Concussive consequences: Football poses unnecessary health risks
By Chancellor Mentink, Reporter
Football is one of the most notable American sports, acting as the center for many family traditions. However, it is also one of the most dangerous sports in the world. With higher rates of serious brain damage than other competitive sports such as soccer, football can lead to severe trauma and permanent mental problems. Football is the most likely high school sport to lead to injuries which can cause severe and repeated damage. For these reasons, I believe that this brain damaging form of football should not be a highschool sport, perhaps being replaced with flag football or some other alternative. Having students play under these terrible conditions is immoral and senseless.
The biggest safety difference between football and most other school sports is the extraordinary rate of concussions and the severity of the injuries. According to The National Library of Medicine, in 2017, 99 percent of all football players in the NFL had Chronic Traumatic Encephalopathy (CTE), which is a symptom of concussions that leads to problems such as amnesia. CTE has much less presence in other sports with moderately similar concussion rates, like soccer. Football is the most likely sport professionally to lead to CTE because of the severity of the injuries caused by the rapid succession of head to head contact. These problems with CTE to this degree are not present in any other professional sport in America.

-.-.-

- [LIST OF TASKS]
(1) In the football opinion piece, what does the writer suggest could replace tackle football as a high school sport?
(2) Carry on the football opinion piece from its last sentence.
The rows have no connection to the football opinion piece.

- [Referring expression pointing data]
-.-.-

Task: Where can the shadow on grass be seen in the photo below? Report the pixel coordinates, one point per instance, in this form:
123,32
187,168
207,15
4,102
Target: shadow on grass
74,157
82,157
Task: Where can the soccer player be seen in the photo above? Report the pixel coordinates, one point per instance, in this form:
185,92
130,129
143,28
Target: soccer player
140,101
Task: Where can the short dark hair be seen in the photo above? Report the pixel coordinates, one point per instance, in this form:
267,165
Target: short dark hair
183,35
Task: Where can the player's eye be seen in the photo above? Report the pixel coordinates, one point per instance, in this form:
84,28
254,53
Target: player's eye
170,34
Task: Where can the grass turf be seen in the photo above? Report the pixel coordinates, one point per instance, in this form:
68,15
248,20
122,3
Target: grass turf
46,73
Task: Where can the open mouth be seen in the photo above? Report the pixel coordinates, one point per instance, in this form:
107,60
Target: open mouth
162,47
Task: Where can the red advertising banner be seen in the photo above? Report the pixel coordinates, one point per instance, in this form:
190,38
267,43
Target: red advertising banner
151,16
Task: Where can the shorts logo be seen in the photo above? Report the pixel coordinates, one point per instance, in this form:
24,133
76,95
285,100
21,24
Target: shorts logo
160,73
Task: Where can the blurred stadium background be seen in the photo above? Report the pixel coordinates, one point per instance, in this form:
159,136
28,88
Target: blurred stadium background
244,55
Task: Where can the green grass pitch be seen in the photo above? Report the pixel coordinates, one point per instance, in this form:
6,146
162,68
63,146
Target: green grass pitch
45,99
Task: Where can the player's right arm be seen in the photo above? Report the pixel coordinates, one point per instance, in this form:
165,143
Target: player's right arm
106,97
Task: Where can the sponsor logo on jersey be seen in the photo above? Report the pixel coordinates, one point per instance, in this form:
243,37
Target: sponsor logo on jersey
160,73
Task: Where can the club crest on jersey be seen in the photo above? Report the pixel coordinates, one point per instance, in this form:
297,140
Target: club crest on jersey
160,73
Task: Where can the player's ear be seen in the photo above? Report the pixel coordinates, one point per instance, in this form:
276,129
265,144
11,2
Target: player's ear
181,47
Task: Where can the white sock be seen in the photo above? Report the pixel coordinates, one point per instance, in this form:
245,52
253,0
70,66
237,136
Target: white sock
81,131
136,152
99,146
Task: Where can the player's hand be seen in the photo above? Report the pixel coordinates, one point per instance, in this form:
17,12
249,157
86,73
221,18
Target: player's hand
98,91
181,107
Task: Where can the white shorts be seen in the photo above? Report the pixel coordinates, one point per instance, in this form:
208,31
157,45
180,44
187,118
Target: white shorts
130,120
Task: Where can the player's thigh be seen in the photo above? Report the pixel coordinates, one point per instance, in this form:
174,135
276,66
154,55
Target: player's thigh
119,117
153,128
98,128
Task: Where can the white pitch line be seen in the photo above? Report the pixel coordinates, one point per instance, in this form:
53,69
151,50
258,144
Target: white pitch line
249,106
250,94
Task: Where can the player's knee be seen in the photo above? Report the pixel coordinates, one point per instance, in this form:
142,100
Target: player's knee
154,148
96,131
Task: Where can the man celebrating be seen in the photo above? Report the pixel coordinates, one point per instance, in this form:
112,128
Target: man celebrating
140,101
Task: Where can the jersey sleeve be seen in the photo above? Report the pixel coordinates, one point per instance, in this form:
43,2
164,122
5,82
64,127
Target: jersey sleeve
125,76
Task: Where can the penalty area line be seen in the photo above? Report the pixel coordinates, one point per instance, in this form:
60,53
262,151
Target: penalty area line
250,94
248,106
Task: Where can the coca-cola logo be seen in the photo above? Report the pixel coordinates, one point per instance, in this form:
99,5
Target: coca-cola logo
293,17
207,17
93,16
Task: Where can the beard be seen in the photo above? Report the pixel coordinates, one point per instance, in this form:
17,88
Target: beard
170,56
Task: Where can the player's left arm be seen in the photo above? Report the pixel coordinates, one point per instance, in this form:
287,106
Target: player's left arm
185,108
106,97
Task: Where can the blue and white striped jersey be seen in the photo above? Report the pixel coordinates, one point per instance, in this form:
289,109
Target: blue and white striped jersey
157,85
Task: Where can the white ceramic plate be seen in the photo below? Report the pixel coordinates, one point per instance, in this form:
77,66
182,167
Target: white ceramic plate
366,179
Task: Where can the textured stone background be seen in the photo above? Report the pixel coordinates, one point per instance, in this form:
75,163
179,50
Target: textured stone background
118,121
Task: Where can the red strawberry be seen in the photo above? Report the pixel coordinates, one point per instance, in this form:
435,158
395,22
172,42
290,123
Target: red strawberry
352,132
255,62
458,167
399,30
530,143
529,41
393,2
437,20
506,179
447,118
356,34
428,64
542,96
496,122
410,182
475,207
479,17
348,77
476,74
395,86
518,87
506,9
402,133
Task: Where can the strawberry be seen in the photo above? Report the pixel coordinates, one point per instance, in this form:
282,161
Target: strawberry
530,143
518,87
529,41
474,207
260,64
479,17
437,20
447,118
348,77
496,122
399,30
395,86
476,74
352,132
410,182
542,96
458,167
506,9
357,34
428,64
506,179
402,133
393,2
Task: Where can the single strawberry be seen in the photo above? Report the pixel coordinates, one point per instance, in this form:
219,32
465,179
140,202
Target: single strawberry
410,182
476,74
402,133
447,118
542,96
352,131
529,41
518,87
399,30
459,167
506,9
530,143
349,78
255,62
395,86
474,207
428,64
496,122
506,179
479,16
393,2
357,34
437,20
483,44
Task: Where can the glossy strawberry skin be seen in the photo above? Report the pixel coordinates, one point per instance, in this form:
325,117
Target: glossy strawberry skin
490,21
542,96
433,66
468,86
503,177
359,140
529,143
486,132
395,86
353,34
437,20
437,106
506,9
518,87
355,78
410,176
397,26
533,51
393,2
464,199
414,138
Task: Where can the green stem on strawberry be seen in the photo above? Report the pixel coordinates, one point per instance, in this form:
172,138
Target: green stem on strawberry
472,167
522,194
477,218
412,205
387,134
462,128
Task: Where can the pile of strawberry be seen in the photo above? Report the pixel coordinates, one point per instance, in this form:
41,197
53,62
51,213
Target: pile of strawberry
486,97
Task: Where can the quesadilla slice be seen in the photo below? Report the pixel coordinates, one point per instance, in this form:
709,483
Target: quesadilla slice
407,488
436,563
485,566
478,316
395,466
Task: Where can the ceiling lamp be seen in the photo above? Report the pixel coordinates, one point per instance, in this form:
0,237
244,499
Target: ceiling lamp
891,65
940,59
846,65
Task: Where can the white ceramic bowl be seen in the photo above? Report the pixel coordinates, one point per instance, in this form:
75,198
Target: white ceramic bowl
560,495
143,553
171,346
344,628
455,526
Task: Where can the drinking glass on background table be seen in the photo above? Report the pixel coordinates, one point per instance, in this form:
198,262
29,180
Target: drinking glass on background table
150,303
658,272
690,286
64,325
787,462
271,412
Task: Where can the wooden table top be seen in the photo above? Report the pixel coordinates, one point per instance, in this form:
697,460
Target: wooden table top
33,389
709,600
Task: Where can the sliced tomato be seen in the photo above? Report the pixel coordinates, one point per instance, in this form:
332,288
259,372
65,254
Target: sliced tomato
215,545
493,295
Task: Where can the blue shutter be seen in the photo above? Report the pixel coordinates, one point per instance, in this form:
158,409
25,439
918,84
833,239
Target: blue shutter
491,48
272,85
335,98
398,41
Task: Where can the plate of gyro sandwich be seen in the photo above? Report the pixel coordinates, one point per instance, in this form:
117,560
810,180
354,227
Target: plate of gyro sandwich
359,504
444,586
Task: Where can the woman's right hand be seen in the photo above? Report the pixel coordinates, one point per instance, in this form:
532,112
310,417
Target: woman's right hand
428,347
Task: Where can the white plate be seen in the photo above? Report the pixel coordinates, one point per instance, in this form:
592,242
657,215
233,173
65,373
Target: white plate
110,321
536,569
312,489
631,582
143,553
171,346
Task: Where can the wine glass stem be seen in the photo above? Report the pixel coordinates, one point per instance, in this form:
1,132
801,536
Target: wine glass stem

-.-.-

- [RESPONSE LIST]
(1) Flag football or some other alternative.

(2)
High school sports are a completely different medical world than professional sports. Professional football has the highest likelihood of concussions, but in high school, soccer is the most likely culprit of concussions. However, the key difference in high school sports is the severity of football injuries. Football injuries account for around 30 percent of sports related injuries and are more likely to lead to recurrent injuries and severe mental problems. It is unacceptable to throw away a kid’s cognitive ability just for the success of a small team.
It is unhealthy for young football players to be put in situations where the likeliness of permanent severe mental damage is prominent. Unpaid players should not be allowed to ruin their brains by smashing into other kids. High school students should not be allowed to play a sport that puts them at such a high risk. The health risks of football do not outweigh the positive sides of the sport, and it should not be offered at schools.